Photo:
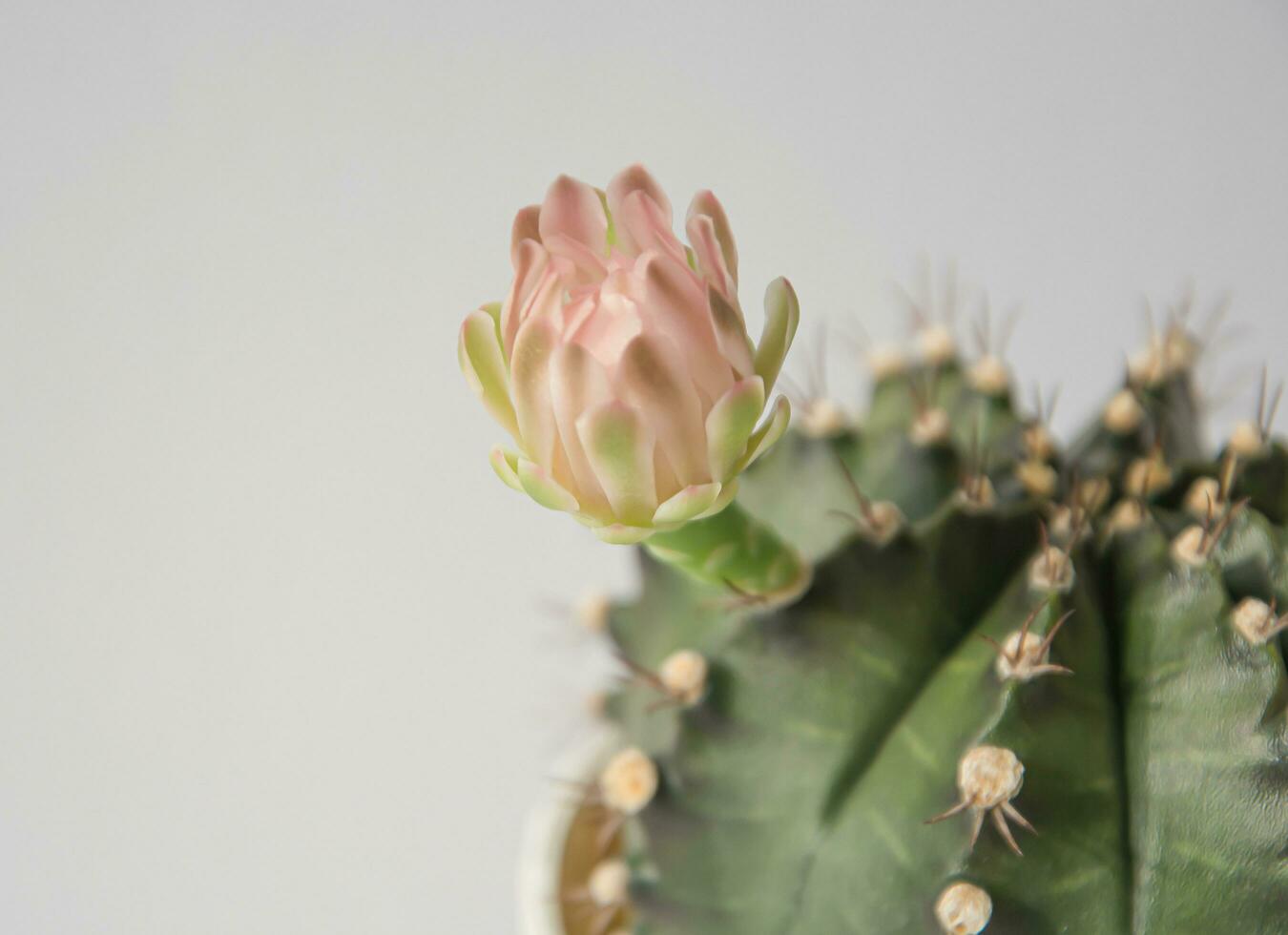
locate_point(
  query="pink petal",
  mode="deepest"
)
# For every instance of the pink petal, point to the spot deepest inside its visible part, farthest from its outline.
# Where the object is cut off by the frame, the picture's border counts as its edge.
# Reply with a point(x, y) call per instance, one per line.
point(636, 179)
point(706, 205)
point(573, 213)
point(641, 224)
point(577, 385)
point(675, 306)
point(526, 228)
point(654, 379)
point(706, 249)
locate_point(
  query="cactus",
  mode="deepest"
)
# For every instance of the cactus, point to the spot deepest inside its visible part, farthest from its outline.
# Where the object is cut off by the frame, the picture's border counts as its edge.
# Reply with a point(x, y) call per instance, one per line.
point(924, 674)
point(1089, 670)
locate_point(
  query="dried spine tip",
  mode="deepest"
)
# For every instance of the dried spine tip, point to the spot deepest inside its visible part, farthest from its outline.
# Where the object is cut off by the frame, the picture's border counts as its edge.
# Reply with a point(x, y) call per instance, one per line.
point(1145, 367)
point(823, 418)
point(684, 675)
point(1038, 478)
point(930, 426)
point(629, 782)
point(1247, 439)
point(937, 344)
point(1127, 515)
point(976, 493)
point(988, 375)
point(1256, 621)
point(1038, 444)
point(592, 612)
point(1195, 545)
point(1091, 495)
point(596, 705)
point(1060, 523)
point(1203, 497)
point(610, 883)
point(1123, 413)
point(1147, 475)
point(964, 909)
point(988, 778)
point(1051, 570)
point(1023, 655)
point(882, 521)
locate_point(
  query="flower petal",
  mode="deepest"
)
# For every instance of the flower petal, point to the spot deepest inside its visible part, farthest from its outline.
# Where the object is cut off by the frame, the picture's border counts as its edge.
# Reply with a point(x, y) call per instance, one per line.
point(483, 364)
point(636, 179)
point(706, 254)
point(572, 209)
point(618, 445)
point(782, 316)
point(728, 490)
point(731, 334)
point(689, 503)
point(530, 263)
point(706, 205)
point(578, 384)
point(526, 228)
point(652, 378)
point(768, 434)
point(731, 423)
point(641, 224)
point(677, 309)
point(541, 487)
point(617, 533)
point(530, 378)
point(507, 465)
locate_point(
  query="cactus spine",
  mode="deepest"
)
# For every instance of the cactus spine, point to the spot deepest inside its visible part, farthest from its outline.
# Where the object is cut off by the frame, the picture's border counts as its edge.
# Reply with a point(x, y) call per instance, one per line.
point(1077, 655)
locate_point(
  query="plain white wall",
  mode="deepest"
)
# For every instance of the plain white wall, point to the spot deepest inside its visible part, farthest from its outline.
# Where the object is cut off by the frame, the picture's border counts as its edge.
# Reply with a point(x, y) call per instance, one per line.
point(275, 651)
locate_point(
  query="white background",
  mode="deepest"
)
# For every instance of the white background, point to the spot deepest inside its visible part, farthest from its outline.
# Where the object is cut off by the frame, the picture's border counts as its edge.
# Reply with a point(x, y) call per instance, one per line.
point(276, 648)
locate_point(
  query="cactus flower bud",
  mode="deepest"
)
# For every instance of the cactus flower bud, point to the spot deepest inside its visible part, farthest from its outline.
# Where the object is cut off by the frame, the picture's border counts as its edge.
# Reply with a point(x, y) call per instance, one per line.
point(620, 360)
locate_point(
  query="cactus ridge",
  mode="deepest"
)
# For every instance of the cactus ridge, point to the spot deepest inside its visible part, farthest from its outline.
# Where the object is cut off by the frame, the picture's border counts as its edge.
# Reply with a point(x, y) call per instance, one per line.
point(1137, 758)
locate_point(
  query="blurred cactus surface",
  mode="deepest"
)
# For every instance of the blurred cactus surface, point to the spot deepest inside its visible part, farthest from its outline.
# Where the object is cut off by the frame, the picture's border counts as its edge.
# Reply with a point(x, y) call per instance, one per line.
point(926, 671)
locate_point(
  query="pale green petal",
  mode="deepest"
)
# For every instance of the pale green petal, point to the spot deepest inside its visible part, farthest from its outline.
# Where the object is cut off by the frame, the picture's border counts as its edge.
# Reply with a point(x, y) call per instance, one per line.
point(507, 465)
point(483, 364)
point(689, 503)
point(732, 334)
point(618, 533)
point(731, 423)
point(782, 316)
point(728, 490)
point(541, 487)
point(768, 434)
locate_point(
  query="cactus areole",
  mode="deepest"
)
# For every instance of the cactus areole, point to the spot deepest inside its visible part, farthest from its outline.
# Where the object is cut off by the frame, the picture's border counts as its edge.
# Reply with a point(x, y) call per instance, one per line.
point(927, 673)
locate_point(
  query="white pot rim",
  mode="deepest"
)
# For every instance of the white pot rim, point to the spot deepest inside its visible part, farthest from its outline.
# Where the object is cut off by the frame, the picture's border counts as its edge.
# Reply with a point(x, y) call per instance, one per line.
point(545, 832)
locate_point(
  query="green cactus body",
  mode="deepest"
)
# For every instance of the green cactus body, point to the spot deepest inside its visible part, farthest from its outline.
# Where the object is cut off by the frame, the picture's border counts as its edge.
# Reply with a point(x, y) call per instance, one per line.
point(794, 796)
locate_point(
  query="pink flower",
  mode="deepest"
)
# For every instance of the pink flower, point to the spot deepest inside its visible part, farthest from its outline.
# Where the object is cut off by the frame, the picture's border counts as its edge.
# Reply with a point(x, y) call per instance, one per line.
point(620, 361)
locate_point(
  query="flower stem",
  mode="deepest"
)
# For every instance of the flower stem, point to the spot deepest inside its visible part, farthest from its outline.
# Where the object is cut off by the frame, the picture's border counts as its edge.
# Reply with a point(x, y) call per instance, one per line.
point(733, 549)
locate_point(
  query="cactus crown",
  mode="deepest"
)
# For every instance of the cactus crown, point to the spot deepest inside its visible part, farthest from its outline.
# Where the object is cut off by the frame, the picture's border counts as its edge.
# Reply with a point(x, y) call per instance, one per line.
point(1027, 689)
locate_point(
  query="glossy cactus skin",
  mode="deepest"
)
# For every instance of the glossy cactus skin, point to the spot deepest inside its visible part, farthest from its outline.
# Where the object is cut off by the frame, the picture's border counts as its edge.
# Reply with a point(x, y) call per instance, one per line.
point(794, 798)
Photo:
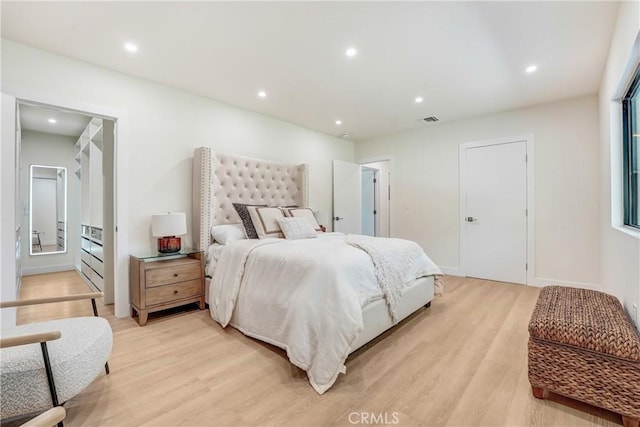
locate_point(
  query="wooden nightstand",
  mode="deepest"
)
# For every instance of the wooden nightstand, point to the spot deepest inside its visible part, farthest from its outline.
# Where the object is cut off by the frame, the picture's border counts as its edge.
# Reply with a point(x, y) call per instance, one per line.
point(158, 282)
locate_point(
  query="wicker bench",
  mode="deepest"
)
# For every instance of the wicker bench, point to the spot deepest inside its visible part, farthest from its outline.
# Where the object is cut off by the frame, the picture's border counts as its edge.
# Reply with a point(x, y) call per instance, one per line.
point(582, 345)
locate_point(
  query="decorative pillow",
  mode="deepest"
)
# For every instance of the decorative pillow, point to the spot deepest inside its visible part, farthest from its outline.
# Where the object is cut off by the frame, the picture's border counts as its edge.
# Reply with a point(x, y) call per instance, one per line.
point(304, 213)
point(227, 233)
point(265, 221)
point(297, 228)
point(249, 229)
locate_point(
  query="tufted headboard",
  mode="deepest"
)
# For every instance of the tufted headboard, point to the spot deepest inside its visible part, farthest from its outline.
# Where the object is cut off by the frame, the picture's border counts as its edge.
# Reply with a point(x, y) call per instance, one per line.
point(219, 180)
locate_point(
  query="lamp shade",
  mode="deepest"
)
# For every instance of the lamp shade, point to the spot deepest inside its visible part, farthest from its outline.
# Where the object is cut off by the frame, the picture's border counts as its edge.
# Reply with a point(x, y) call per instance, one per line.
point(321, 217)
point(169, 224)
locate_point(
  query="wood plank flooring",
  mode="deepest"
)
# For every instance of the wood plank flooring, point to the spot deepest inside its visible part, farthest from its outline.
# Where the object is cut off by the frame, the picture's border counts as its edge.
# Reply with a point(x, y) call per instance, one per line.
point(462, 362)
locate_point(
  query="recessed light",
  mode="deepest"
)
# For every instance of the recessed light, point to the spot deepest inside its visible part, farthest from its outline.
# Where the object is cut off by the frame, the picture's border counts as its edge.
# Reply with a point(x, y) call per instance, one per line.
point(130, 47)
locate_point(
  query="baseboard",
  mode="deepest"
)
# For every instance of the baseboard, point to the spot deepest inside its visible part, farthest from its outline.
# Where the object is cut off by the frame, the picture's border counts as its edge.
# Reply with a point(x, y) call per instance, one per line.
point(542, 282)
point(451, 271)
point(30, 271)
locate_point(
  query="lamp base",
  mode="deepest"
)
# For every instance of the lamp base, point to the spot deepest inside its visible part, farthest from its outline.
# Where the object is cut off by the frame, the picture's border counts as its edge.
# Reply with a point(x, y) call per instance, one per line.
point(169, 244)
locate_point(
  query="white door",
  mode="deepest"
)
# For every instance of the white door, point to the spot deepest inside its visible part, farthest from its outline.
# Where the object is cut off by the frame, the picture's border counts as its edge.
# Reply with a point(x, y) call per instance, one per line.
point(495, 215)
point(347, 197)
point(368, 201)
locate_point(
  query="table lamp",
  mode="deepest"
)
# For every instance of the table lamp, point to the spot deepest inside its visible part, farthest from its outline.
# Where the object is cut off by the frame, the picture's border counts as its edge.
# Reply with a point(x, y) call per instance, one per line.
point(322, 218)
point(166, 227)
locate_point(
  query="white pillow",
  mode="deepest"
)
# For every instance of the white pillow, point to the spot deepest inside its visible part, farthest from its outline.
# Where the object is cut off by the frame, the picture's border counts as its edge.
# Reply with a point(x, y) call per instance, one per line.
point(297, 228)
point(265, 220)
point(227, 233)
point(304, 213)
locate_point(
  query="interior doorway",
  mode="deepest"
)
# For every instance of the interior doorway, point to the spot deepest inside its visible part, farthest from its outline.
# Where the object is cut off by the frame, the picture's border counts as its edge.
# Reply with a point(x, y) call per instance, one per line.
point(83, 145)
point(496, 214)
point(369, 201)
point(376, 203)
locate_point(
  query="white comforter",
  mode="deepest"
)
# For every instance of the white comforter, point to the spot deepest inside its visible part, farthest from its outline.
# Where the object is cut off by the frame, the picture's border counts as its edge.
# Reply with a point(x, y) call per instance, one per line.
point(305, 296)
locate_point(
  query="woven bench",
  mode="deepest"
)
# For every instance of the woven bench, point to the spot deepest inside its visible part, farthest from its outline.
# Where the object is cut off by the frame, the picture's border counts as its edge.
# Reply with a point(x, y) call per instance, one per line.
point(583, 346)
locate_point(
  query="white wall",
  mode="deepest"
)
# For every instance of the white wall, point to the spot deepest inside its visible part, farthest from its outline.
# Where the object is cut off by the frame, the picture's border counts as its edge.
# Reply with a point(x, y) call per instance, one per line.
point(425, 184)
point(620, 249)
point(49, 150)
point(163, 126)
point(9, 215)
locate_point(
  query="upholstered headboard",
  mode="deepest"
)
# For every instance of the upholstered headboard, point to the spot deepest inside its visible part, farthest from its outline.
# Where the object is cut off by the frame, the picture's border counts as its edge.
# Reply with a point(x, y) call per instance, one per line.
point(219, 180)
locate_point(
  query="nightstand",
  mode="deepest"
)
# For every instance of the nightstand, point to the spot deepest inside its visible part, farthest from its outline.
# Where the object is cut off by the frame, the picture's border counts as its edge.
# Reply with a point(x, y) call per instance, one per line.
point(158, 281)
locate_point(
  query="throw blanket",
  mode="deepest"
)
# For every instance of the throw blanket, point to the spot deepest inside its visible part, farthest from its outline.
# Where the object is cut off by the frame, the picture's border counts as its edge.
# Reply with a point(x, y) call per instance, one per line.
point(391, 259)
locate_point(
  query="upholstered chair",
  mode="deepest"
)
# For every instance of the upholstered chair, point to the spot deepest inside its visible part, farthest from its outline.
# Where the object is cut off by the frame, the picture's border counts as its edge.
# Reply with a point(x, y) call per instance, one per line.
point(44, 364)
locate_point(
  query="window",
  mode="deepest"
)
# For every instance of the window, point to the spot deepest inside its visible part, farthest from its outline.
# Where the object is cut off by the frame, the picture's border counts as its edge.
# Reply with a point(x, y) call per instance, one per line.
point(631, 152)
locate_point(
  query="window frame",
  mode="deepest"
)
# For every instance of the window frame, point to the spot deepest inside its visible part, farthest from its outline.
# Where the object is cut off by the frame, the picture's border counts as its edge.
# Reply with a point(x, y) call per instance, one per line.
point(631, 195)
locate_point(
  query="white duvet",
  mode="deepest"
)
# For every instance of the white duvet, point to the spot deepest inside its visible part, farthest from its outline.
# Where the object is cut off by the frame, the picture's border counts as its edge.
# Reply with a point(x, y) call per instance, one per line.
point(305, 296)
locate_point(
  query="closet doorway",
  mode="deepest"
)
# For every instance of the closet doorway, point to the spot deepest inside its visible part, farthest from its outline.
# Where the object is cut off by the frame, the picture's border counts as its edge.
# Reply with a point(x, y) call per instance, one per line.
point(376, 198)
point(81, 147)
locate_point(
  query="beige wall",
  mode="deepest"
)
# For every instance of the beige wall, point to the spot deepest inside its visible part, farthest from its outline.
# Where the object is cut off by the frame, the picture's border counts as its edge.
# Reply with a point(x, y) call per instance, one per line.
point(620, 248)
point(425, 184)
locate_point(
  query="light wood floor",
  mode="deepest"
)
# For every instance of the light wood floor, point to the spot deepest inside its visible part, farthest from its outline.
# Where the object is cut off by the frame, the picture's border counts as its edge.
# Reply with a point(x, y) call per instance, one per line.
point(462, 362)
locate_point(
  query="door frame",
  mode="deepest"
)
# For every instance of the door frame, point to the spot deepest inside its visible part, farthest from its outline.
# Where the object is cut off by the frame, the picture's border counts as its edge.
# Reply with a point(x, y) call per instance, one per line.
point(384, 158)
point(531, 215)
point(376, 198)
point(120, 177)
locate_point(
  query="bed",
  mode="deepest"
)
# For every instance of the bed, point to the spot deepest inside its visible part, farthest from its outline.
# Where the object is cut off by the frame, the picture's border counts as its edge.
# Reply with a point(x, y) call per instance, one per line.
point(292, 293)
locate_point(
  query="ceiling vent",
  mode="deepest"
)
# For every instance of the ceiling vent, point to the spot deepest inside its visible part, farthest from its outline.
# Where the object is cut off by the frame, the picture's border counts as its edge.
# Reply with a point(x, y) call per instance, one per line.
point(429, 119)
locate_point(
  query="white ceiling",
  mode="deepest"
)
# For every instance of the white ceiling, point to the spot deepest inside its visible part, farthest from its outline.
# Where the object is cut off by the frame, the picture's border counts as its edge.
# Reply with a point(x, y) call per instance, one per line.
point(36, 118)
point(464, 58)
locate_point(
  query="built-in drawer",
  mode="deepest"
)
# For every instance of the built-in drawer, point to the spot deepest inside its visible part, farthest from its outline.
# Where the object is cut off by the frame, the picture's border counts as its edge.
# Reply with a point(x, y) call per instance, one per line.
point(85, 244)
point(86, 258)
point(172, 274)
point(86, 270)
point(169, 293)
point(97, 251)
point(97, 281)
point(98, 266)
point(96, 233)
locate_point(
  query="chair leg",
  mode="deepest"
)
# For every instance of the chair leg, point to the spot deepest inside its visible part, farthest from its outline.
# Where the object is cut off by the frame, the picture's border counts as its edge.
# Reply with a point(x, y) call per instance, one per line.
point(95, 313)
point(47, 368)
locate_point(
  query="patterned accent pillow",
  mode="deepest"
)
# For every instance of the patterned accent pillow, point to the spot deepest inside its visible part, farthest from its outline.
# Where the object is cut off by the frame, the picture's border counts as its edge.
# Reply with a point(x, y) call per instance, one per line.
point(243, 212)
point(296, 228)
point(304, 213)
point(265, 221)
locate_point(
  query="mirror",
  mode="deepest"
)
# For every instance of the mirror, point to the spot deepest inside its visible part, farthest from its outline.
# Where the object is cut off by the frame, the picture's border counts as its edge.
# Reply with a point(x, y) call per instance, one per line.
point(48, 209)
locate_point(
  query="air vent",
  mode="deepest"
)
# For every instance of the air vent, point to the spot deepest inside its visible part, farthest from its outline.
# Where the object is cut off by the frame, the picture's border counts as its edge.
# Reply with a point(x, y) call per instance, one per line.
point(430, 119)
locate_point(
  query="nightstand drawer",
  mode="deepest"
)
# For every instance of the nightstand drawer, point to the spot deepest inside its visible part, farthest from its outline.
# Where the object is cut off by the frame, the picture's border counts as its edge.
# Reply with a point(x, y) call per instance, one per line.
point(168, 293)
point(173, 274)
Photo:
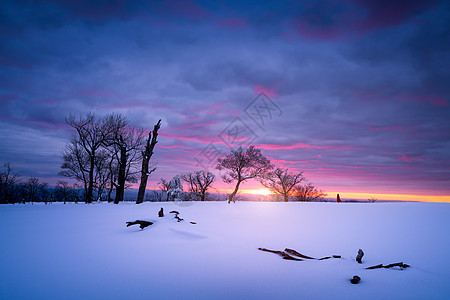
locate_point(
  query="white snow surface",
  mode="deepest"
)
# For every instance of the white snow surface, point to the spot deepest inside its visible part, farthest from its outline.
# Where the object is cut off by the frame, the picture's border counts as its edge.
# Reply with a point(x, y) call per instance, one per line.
point(79, 251)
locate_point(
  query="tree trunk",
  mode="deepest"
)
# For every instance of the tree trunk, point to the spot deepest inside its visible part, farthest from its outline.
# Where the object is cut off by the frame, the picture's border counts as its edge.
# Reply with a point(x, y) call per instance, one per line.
point(120, 188)
point(234, 193)
point(91, 180)
point(146, 155)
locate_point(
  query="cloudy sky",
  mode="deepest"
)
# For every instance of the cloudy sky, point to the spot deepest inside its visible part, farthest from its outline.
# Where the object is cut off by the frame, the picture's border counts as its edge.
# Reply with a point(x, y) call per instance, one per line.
point(356, 93)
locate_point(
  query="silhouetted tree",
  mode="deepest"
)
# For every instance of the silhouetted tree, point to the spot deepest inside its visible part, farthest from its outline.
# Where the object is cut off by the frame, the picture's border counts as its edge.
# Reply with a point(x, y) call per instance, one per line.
point(199, 182)
point(243, 164)
point(8, 181)
point(81, 155)
point(282, 182)
point(146, 156)
point(308, 192)
point(128, 143)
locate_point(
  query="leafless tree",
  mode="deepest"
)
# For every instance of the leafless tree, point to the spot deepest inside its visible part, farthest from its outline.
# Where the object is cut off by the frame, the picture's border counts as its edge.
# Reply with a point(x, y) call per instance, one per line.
point(81, 155)
point(308, 192)
point(164, 186)
point(282, 182)
point(146, 156)
point(127, 143)
point(8, 180)
point(34, 191)
point(243, 164)
point(199, 182)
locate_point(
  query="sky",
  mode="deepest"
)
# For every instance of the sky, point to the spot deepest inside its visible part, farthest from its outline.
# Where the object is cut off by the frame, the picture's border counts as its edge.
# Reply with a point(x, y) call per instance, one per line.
point(352, 93)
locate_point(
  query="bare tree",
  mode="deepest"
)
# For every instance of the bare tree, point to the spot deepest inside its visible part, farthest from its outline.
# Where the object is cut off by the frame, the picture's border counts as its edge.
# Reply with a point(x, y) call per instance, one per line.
point(282, 182)
point(127, 142)
point(199, 182)
point(8, 180)
point(164, 186)
point(146, 155)
point(243, 164)
point(81, 155)
point(308, 192)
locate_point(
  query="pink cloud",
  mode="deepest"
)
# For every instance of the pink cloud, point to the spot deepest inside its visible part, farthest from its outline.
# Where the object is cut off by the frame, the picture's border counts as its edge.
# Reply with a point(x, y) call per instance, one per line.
point(258, 89)
point(305, 146)
point(234, 23)
point(8, 97)
point(410, 158)
point(126, 104)
point(96, 93)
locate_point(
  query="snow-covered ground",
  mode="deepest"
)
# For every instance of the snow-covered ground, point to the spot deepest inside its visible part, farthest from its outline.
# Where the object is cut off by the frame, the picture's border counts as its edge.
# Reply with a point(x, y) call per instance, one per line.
point(78, 251)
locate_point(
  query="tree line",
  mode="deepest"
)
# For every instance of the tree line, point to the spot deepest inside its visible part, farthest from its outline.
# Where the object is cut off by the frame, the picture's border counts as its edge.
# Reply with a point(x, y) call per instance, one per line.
point(107, 155)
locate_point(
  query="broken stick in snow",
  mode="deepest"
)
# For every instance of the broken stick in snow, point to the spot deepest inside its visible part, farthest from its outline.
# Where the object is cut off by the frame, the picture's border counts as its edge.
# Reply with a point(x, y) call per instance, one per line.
point(400, 264)
point(356, 279)
point(290, 253)
point(293, 252)
point(142, 224)
point(280, 253)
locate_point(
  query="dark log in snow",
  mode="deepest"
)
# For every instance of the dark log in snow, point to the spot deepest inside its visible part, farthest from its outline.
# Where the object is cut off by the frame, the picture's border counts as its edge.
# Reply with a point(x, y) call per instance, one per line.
point(356, 279)
point(400, 264)
point(293, 252)
point(284, 255)
point(359, 256)
point(142, 224)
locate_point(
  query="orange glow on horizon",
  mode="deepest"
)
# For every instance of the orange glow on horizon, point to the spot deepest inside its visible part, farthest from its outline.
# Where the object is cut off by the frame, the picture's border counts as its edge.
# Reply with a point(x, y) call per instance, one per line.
point(400, 197)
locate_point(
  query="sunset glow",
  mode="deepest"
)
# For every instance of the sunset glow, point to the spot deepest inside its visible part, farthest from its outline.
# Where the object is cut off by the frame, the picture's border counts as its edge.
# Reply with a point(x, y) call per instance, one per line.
point(306, 82)
point(264, 192)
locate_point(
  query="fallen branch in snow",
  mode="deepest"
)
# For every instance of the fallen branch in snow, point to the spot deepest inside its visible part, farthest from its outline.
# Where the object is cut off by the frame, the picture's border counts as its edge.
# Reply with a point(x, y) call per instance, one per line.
point(293, 252)
point(176, 215)
point(356, 279)
point(284, 255)
point(290, 253)
point(400, 264)
point(142, 224)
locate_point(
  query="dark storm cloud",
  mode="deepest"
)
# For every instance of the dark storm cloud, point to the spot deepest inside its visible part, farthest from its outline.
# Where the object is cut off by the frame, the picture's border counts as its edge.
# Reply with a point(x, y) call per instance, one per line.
point(363, 85)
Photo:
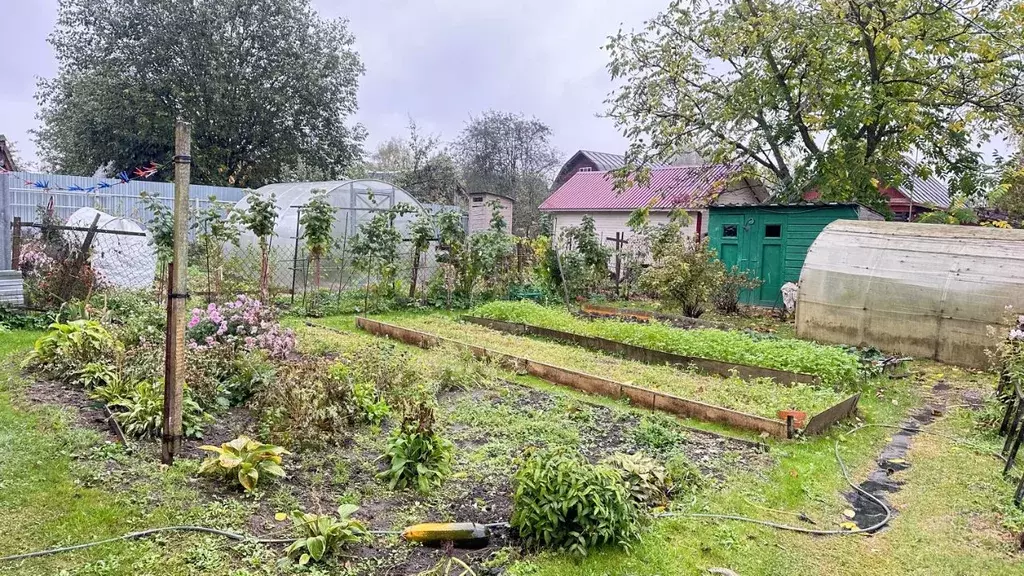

---------------

Change "pink petal" to "rose petal" in the items from the start up to and including the line with "point(706, 249)", keeping everything else the same. Leave the pictures out.

Photo:
locate_point(
  query="rose petal",
  mode="deepest"
)
# For every instance of the rose petal, point to the spot deepest inside its visible part, farthest from its outline.
# Where the object is cut off by the frame, the picture's border counts as its edge.
# Reply with a point(x, y) call per instance, one per line.
point(636, 179)
point(706, 205)
point(573, 213)
point(641, 224)
point(577, 385)
point(675, 306)
point(526, 228)
point(654, 379)
point(706, 249)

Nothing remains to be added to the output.